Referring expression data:
------------------------------------------------------------
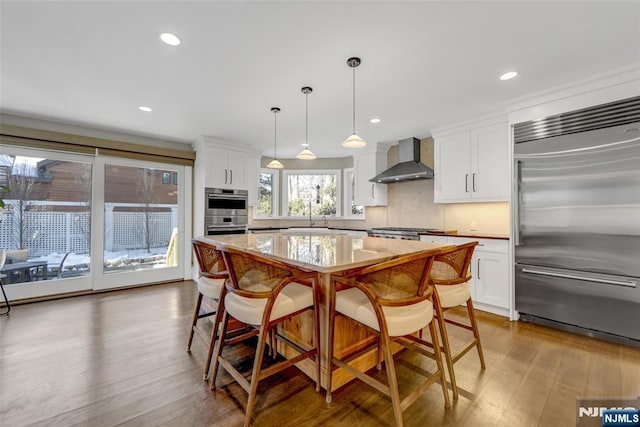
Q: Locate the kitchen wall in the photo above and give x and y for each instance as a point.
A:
(410, 204)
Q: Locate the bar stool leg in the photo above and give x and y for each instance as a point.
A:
(262, 341)
(330, 333)
(476, 332)
(447, 348)
(193, 322)
(6, 300)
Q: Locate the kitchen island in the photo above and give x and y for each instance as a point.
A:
(325, 254)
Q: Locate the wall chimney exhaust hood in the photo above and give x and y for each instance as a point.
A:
(408, 167)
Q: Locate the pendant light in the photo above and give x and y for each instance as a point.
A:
(275, 164)
(354, 141)
(306, 154)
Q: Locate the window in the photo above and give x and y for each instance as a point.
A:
(351, 209)
(166, 177)
(315, 190)
(267, 189)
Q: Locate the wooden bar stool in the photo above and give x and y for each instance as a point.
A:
(263, 294)
(393, 300)
(211, 279)
(450, 276)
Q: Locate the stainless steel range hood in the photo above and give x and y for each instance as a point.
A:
(409, 166)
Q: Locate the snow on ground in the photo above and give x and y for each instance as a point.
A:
(80, 262)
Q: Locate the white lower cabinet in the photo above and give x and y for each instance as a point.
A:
(490, 290)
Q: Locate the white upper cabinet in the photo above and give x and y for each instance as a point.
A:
(227, 169)
(224, 165)
(472, 163)
(367, 164)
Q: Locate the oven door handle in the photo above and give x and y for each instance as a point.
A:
(225, 227)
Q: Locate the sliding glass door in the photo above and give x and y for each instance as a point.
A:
(142, 217)
(74, 223)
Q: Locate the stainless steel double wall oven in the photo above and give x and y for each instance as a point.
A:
(225, 211)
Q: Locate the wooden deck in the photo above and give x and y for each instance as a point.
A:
(118, 358)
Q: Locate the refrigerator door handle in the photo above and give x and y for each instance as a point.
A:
(518, 195)
(630, 283)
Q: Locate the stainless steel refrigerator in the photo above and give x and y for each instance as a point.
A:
(577, 221)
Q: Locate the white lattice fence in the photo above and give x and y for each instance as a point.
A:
(129, 230)
(61, 232)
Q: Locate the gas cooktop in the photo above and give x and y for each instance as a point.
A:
(409, 233)
(406, 229)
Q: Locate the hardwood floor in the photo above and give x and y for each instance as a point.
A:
(119, 358)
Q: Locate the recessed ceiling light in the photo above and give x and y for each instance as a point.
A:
(509, 75)
(170, 39)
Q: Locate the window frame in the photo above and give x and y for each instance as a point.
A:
(275, 194)
(349, 175)
(284, 200)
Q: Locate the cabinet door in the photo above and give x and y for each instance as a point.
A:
(490, 163)
(253, 178)
(237, 170)
(368, 193)
(215, 168)
(491, 278)
(452, 168)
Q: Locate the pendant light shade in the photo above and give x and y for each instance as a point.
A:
(306, 153)
(275, 164)
(354, 141)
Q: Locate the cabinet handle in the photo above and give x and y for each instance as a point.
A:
(518, 197)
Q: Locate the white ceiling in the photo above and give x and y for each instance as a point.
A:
(424, 64)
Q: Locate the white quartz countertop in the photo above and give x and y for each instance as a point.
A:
(322, 252)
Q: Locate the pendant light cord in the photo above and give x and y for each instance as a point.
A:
(354, 100)
(306, 121)
(275, 134)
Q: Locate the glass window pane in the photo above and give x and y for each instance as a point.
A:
(356, 210)
(265, 190)
(140, 219)
(317, 192)
(47, 222)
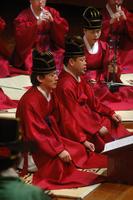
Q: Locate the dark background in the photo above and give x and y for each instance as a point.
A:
(70, 9)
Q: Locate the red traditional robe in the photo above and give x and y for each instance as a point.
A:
(82, 115)
(4, 64)
(46, 36)
(38, 125)
(97, 68)
(123, 32)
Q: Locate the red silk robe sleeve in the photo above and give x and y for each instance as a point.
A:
(2, 24)
(38, 131)
(95, 104)
(79, 120)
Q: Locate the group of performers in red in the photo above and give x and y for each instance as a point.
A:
(67, 117)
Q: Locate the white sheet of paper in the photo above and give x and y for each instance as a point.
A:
(126, 115)
(79, 193)
(118, 143)
(16, 81)
(127, 78)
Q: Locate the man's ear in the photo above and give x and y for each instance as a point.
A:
(40, 78)
(71, 61)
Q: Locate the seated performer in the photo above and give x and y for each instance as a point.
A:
(56, 157)
(11, 186)
(117, 30)
(39, 27)
(82, 117)
(102, 65)
(4, 64)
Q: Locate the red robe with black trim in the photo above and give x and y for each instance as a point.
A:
(45, 36)
(4, 64)
(97, 68)
(39, 126)
(122, 31)
(82, 115)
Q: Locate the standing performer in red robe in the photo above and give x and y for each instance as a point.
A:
(56, 157)
(82, 117)
(117, 29)
(4, 64)
(102, 65)
(39, 27)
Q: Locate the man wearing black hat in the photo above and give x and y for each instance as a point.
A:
(97, 51)
(42, 27)
(11, 186)
(55, 156)
(118, 26)
(102, 64)
(87, 120)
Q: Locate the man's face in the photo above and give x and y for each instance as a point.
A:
(79, 65)
(114, 2)
(92, 35)
(49, 81)
(38, 3)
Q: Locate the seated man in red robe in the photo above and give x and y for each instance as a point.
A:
(117, 30)
(56, 157)
(82, 117)
(40, 27)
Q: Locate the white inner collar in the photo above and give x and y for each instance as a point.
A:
(91, 50)
(48, 97)
(109, 10)
(68, 71)
(36, 16)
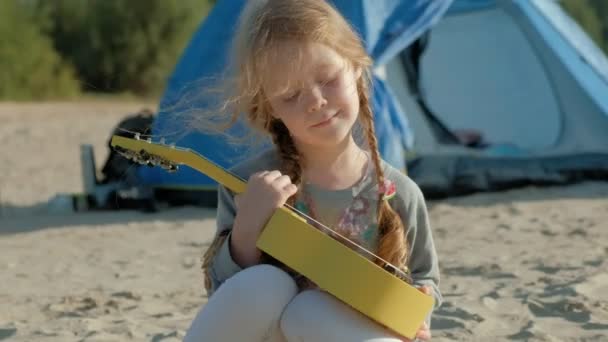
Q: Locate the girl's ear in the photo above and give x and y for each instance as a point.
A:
(358, 73)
------------------------------------------------------------
TASK DIRECTIONS: Reproduce the records, all of them, word for word; omit the pictures.

EXERCISE OUTPUT:
Q: Locate the kitchen wall in the photo above and give x and y for each instance as a point.
A:
(410, 204)
Q: Locate the bar stool leg in the photo above and give x and y for each instance as a point.
A:
(262, 341)
(330, 333)
(476, 332)
(447, 348)
(193, 322)
(6, 300)
Q: Locate the kitchen island in the photo above and give x and y for each instance as a point.
A:
(325, 254)
Q: Locate the wall chimney exhaust hood in the photo above and give x and y for each instance as a point.
A:
(408, 167)
Q: Locate the pendant light in the photo above and give x and y for each instance as a point.
A:
(275, 164)
(354, 141)
(306, 154)
Q: Locate the window in the photo above and give x and y for each instance as a point.
A:
(351, 209)
(166, 177)
(315, 190)
(267, 189)
Q: Locate the wooden bar stool in the photo above and give x and y for each instance as a point.
A:
(263, 294)
(393, 300)
(211, 279)
(450, 276)
Q: Locate the stainless steel range hood in the photo above and give x and y for each instance as a point.
A:
(409, 166)
Q: Locate the snow on ground in the photo above and give x and y for each instance as a point.
A:
(80, 262)
Q: Locate the white lower cabinet in the photo above and give x and y for each instance as a point.
A:
(490, 290)
Q: Locate the white upper cabinet in the photo above and give x and y for each instance as a point.
A:
(227, 169)
(224, 165)
(472, 163)
(367, 164)
Q: Locate the oven door handle in the photo above and give x and y for each instance as a point.
A:
(225, 227)
Q: Locate the sliding glass door in the photo above and give x and y for each instance as a point.
A:
(142, 217)
(74, 223)
Q: Locate the stainless steel double wall oven in the photo above and give x and y for each instance as a point.
A:
(225, 211)
Q: Locate the wooden deck in the photo above and give x and y for each instance as a point.
A:
(118, 358)
Q: Locate the refrigerator door handle in the photo above and give x and y for each instance as a point.
A:
(518, 195)
(630, 283)
Q: Locate the stainless steel refrigerator in the photo above and give x and y for each instance as a point.
A:
(577, 221)
Q: Locate the white lattice fence in the photo above and give x and y for each instance as a point.
A:
(129, 230)
(61, 232)
Q: Locate the gas cooktop in the photo above and give x and y for each instance as a point.
A:
(409, 233)
(406, 229)
Q: Locate the hardwood floor in the photo above and give x and y for each instance as a point.
A:
(119, 358)
Q: Locate the recessed ceiling light in the photo above and give x and y for each instance as a point.
A:
(509, 75)
(170, 39)
Q: Locate the window frame in the photo above and give x and y for each instance as a point.
A:
(275, 194)
(349, 175)
(284, 200)
Q: Locate the cabinet door in the photo above and give x and y for each instance as a point.
A:
(490, 163)
(253, 178)
(237, 170)
(368, 193)
(215, 168)
(491, 278)
(452, 168)
Q: Locate the pendant light shade in the photo above and give x and y for each instance as a point.
A:
(306, 153)
(275, 164)
(354, 141)
Q: Locate the cabinet handle in the photo above and give x and y for each instance as a point.
A:
(518, 197)
Q: Locate the white ceiling in the photo above and give x and y for each instance as a point.
A:
(424, 64)
Q: Locate the white quartz countertop in the photo above and give x and y for each instance as a point.
A:
(322, 252)
Q: Locate the pendant light cord in the photo above and give x and y for each instance as a point.
A:
(354, 100)
(306, 121)
(275, 134)
Q: Locate the glass window pane in the photo above and give x and y for each instance as a point.
A:
(356, 210)
(265, 190)
(140, 219)
(317, 192)
(47, 222)
Q: Locate the dark background in the photo above and give x and y for each instance as a point.
A:
(70, 9)
Q: Locate the red traditional robe in the photo above and give x and y for each instance as a point.
A:
(82, 115)
(4, 64)
(46, 36)
(38, 125)
(97, 68)
(123, 32)
Q: Locate the red silk robe sleeve in the photo above and give x and y for each instance as a point.
A:
(2, 24)
(38, 131)
(95, 104)
(79, 120)
Q: Locate the group of performers in red in the photo above and give x and y for each instance as a point.
A:
(67, 117)
Q: Locate the white sheet of paper in the photo above and give x and y for each instance as a point.
A:
(126, 115)
(79, 193)
(118, 143)
(16, 81)
(127, 78)
Q: Locate the man's ear in the photo above and give x and y for each instance as a point.
A:
(40, 78)
(71, 61)
Q: Locate the seated performer in the photo above and give x and y for each instance as a point.
A:
(56, 157)
(11, 186)
(117, 30)
(39, 27)
(82, 117)
(102, 65)
(4, 64)
Q: Locate the red robe with black trim in the photo above and give x and y for each instance as a point.
A:
(45, 36)
(4, 64)
(97, 68)
(39, 126)
(122, 31)
(82, 115)
Q: Locate the standing performer in red robe in the photo above and give x and y for each instance as a point.
A:
(56, 157)
(82, 117)
(117, 29)
(4, 64)
(102, 65)
(39, 27)
Q: Locate the man wearing black hat in the photo above and give x and y for each instance as a point.
A:
(97, 51)
(42, 27)
(11, 186)
(55, 156)
(118, 26)
(102, 64)
(87, 120)
Q: Locate the man's face in the photo above and give x and y for each instance as a point.
A:
(79, 65)
(114, 2)
(92, 35)
(49, 81)
(38, 3)
Q: Locate the seated man in red robe in the photo above and give x and y for each instance as a point.
A:
(117, 30)
(56, 157)
(82, 117)
(40, 27)
Q: Locate the white inner collar in the photo above and give x and y for each instance as a point.
A:
(91, 50)
(48, 97)
(109, 10)
(68, 71)
(36, 16)
Q: Locate the girl's ear in the photo above and give x and y for each instance as a point.
A:
(358, 73)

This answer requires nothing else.